位置识别条目
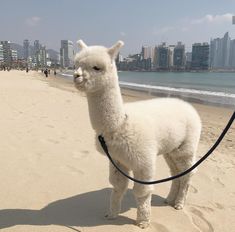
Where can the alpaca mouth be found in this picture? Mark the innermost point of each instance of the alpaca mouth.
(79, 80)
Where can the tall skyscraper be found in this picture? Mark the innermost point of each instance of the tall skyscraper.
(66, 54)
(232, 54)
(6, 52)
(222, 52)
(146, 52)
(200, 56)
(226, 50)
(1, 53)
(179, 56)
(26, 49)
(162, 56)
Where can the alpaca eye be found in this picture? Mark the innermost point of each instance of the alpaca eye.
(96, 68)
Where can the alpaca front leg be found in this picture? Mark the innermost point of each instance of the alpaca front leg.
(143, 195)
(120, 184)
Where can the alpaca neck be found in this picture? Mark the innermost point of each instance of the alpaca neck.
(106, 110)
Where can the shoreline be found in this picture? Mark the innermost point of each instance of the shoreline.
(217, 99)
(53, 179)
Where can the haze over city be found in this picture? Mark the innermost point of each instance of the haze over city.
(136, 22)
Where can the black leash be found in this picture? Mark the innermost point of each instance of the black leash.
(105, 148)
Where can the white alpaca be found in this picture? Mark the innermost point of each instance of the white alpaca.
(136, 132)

...

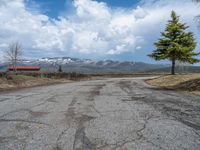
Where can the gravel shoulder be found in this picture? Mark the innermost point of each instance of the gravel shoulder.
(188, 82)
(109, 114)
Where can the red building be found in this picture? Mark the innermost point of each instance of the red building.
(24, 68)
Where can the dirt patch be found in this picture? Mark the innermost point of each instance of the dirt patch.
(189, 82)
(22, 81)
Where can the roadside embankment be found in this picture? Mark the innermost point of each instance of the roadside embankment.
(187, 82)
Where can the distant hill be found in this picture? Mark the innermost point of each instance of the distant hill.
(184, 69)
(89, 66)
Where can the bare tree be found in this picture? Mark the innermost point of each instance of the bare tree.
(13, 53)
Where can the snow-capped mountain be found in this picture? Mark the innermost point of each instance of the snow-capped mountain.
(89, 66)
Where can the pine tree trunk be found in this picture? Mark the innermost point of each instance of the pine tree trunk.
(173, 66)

> [练习题目]: 请从上面各行中摘出所有含有字符串“alpaca”的行，逐字抄下，大小写须完全一致。

> [完整答案]:
Where can the alpaca mouth be found in this picture? Mark the innermost point of each instance of the alpaca mouth.
Where can the alpaca eye be found in this picture? Mark the innermost point of each instance of the alpaca eye.
Where can the alpaca front leg be found in this picture? Mark the innermost point of each instance of the alpaca front leg.
Where can the alpaca neck be found in this picture? Mark the innermost point of each instance of the alpaca neck.
Where can the white alpaca be found in this picture? Mark the innermost point of each instance of the white alpaca.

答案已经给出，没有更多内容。